BEGIN Available records

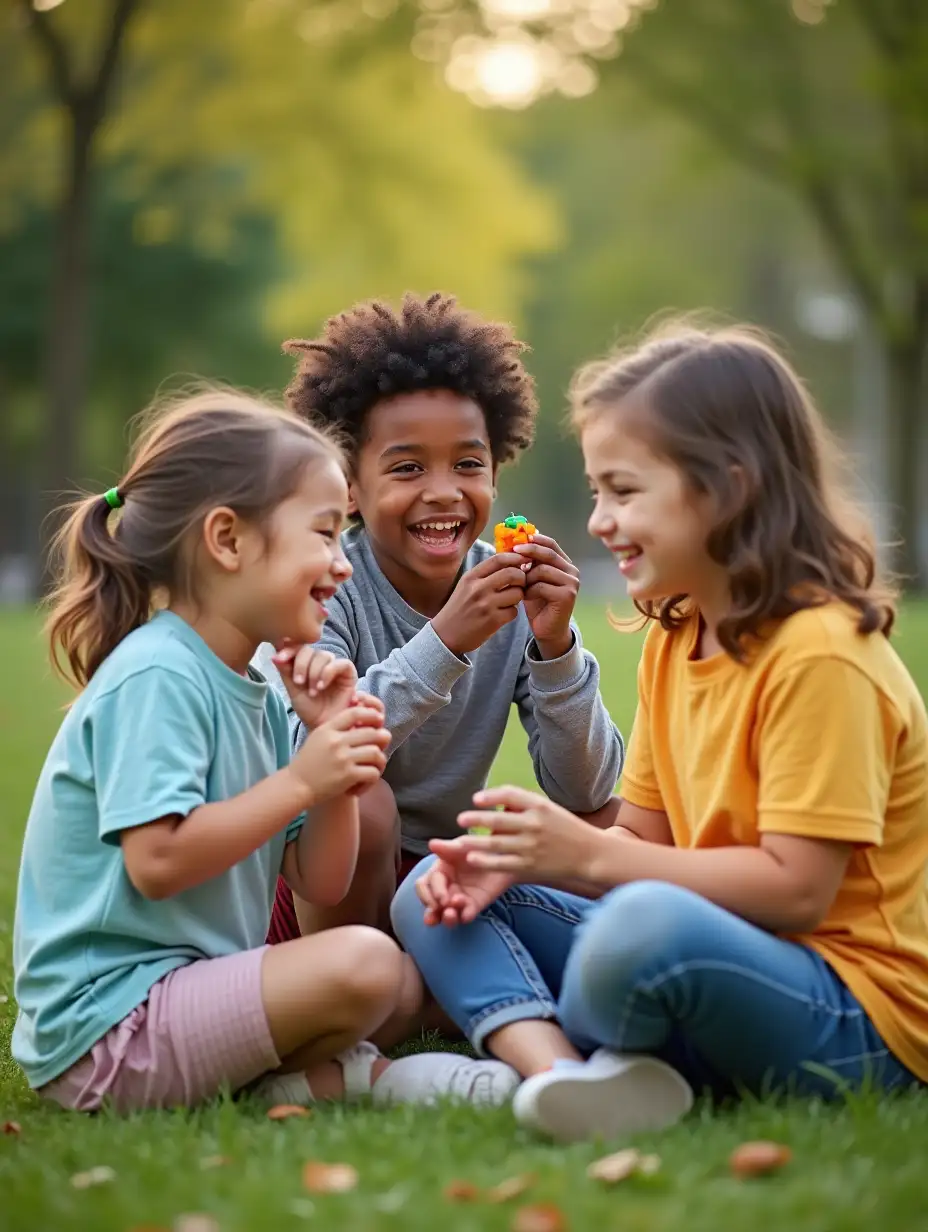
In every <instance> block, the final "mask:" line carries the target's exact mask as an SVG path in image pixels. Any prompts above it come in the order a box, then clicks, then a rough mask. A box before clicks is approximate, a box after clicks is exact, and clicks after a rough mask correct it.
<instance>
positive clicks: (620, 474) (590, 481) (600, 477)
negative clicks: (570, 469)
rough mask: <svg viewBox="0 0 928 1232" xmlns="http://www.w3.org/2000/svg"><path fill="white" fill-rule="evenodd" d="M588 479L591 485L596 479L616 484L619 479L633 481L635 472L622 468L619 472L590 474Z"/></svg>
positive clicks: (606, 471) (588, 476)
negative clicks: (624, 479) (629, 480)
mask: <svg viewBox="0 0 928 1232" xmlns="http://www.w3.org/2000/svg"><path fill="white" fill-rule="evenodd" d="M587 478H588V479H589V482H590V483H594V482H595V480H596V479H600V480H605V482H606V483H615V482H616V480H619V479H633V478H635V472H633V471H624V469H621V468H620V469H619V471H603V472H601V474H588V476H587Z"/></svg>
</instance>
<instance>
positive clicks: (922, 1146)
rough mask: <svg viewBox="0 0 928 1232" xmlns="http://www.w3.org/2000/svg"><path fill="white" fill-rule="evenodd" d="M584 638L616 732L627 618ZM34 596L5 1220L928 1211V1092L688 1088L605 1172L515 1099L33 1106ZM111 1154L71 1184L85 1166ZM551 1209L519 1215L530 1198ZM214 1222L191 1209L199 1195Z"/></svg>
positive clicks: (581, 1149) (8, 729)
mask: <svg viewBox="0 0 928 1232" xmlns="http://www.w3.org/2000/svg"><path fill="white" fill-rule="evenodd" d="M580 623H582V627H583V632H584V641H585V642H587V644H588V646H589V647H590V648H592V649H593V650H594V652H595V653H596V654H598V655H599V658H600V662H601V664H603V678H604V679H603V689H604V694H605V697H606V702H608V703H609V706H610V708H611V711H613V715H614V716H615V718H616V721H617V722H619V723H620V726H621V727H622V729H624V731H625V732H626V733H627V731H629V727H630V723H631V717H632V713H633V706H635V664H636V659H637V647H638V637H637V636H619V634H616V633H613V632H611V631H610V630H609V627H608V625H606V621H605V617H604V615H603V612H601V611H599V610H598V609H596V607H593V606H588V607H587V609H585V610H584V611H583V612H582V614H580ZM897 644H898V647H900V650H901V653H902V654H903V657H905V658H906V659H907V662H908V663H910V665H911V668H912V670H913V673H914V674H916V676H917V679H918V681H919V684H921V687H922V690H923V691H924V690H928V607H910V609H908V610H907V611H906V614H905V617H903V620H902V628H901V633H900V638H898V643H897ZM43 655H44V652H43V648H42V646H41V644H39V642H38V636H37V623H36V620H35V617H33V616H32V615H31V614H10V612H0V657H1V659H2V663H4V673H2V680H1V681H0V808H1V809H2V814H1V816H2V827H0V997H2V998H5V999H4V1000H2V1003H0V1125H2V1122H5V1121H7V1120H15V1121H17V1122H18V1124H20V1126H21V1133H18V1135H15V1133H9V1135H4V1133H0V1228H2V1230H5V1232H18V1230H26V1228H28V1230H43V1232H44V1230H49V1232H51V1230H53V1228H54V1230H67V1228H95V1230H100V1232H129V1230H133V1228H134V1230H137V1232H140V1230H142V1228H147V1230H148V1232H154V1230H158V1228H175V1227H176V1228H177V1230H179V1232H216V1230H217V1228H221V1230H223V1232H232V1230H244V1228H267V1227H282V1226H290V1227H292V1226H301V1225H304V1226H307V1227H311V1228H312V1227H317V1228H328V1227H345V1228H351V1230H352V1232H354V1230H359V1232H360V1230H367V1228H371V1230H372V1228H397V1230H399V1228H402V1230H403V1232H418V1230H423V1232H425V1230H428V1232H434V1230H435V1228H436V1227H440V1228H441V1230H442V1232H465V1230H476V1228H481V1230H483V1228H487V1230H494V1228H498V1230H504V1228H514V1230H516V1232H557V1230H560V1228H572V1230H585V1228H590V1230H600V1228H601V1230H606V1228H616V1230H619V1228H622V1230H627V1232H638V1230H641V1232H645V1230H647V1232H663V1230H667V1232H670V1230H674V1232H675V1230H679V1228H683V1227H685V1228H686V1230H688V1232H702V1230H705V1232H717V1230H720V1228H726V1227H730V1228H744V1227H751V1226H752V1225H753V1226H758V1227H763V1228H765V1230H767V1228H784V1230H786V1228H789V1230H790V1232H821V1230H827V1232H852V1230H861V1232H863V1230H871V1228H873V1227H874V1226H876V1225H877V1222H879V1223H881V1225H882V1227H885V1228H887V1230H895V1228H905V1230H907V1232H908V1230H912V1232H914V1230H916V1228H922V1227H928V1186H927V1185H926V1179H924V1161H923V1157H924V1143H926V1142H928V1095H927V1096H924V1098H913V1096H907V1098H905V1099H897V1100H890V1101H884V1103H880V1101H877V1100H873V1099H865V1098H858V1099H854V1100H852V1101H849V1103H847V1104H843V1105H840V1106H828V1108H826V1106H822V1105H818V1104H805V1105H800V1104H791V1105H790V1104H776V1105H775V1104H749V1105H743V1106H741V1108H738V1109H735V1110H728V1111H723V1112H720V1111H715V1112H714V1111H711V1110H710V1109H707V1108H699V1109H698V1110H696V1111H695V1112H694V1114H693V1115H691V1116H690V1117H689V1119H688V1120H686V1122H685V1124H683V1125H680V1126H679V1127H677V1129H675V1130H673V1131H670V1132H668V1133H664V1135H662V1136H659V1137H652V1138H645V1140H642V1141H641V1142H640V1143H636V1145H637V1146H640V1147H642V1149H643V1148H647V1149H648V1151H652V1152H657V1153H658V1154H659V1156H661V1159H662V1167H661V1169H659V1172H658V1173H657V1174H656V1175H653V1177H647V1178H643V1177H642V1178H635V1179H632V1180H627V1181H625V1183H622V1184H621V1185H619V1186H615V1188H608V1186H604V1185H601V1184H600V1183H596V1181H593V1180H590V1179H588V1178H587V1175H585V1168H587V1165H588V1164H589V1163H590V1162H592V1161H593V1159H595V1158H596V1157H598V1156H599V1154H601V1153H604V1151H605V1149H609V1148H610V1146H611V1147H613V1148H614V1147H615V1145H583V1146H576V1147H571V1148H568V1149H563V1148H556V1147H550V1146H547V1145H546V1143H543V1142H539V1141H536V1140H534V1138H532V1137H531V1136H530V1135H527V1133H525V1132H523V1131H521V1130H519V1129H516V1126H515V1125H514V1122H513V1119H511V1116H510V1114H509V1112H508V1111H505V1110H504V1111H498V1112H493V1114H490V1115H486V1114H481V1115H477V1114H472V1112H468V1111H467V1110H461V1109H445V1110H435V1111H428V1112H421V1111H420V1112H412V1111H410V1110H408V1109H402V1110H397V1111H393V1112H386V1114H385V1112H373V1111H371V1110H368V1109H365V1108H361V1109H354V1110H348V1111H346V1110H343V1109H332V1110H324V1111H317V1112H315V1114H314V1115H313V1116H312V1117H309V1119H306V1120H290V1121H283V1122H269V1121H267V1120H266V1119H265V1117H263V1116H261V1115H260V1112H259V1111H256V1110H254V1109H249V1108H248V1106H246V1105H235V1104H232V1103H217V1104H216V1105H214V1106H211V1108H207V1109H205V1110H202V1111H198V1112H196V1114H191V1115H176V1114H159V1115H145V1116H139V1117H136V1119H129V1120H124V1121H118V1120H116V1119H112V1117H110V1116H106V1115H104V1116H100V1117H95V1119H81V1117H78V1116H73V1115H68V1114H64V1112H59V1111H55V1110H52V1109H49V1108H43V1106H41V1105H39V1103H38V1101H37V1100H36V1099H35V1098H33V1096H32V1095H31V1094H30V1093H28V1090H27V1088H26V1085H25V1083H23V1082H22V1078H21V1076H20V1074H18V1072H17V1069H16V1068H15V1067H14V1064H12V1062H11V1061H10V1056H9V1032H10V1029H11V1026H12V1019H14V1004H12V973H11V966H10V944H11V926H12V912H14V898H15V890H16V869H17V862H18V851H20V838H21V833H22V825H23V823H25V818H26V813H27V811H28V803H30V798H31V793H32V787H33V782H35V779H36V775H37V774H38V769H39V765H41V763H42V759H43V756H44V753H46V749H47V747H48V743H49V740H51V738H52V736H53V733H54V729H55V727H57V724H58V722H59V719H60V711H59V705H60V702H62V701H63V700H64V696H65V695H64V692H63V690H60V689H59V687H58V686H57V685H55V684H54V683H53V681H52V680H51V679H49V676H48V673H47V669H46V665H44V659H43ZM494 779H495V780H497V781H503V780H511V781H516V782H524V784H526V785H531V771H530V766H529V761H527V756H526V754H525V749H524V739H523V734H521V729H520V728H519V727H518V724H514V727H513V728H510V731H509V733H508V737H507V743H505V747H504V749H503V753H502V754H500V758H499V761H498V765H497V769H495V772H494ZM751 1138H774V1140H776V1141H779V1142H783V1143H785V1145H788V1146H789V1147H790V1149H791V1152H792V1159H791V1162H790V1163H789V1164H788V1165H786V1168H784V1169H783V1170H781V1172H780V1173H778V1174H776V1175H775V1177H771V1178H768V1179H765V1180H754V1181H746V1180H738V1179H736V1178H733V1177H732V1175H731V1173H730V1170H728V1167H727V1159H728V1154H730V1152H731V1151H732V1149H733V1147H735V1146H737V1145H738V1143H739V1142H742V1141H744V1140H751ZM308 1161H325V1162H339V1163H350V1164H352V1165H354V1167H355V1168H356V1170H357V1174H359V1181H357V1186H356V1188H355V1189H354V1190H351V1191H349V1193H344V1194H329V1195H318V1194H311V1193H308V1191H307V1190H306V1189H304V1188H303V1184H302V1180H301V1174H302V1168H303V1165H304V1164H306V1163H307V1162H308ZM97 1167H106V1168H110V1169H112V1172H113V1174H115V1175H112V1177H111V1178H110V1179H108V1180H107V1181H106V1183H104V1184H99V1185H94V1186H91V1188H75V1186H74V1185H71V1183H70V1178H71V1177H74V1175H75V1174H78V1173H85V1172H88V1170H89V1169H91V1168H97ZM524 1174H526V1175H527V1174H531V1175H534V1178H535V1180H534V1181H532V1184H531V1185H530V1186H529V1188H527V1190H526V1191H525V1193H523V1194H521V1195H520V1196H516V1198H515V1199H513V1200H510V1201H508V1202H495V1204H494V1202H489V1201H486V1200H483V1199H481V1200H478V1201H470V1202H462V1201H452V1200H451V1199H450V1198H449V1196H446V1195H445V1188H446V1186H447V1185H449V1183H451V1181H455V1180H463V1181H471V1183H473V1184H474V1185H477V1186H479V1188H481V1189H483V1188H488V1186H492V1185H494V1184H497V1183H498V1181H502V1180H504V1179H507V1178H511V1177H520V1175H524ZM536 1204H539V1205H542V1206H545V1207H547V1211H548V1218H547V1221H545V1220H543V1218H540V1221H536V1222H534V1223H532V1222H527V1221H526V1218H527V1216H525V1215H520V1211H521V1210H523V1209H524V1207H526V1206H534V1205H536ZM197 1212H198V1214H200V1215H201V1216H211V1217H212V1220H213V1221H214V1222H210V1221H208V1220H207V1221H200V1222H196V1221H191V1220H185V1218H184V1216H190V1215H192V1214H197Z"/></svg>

END Available records

Using only the listing above, restate exactly the lines from the line containing "479L591 485L596 479L616" through the line containing "638L616 732L627 618ZM34", both included.

rough mask: <svg viewBox="0 0 928 1232" xmlns="http://www.w3.org/2000/svg"><path fill="white" fill-rule="evenodd" d="M588 479L591 485L596 479L616 484L619 479L633 481L635 472L622 468L619 472L590 474Z"/></svg>
positive clicks: (606, 471) (588, 476)
negative clicks: (624, 479) (629, 480)
mask: <svg viewBox="0 0 928 1232" xmlns="http://www.w3.org/2000/svg"><path fill="white" fill-rule="evenodd" d="M587 478H588V479H589V482H590V483H594V482H595V480H596V479H600V480H605V482H606V483H615V482H616V480H619V479H633V478H635V472H633V471H624V469H621V468H620V469H619V471H603V472H601V474H588V476H587Z"/></svg>
</instance>
<instance>
positive clicks: (922, 1146)
rough mask: <svg viewBox="0 0 928 1232" xmlns="http://www.w3.org/2000/svg"><path fill="white" fill-rule="evenodd" d="M584 638L616 732L627 618ZM34 596L5 1220L928 1211V1092L688 1088L605 1172L515 1099L33 1106ZM111 1154L71 1184L85 1166ZM551 1209L519 1215L530 1198ZM214 1222L191 1209L199 1195Z"/></svg>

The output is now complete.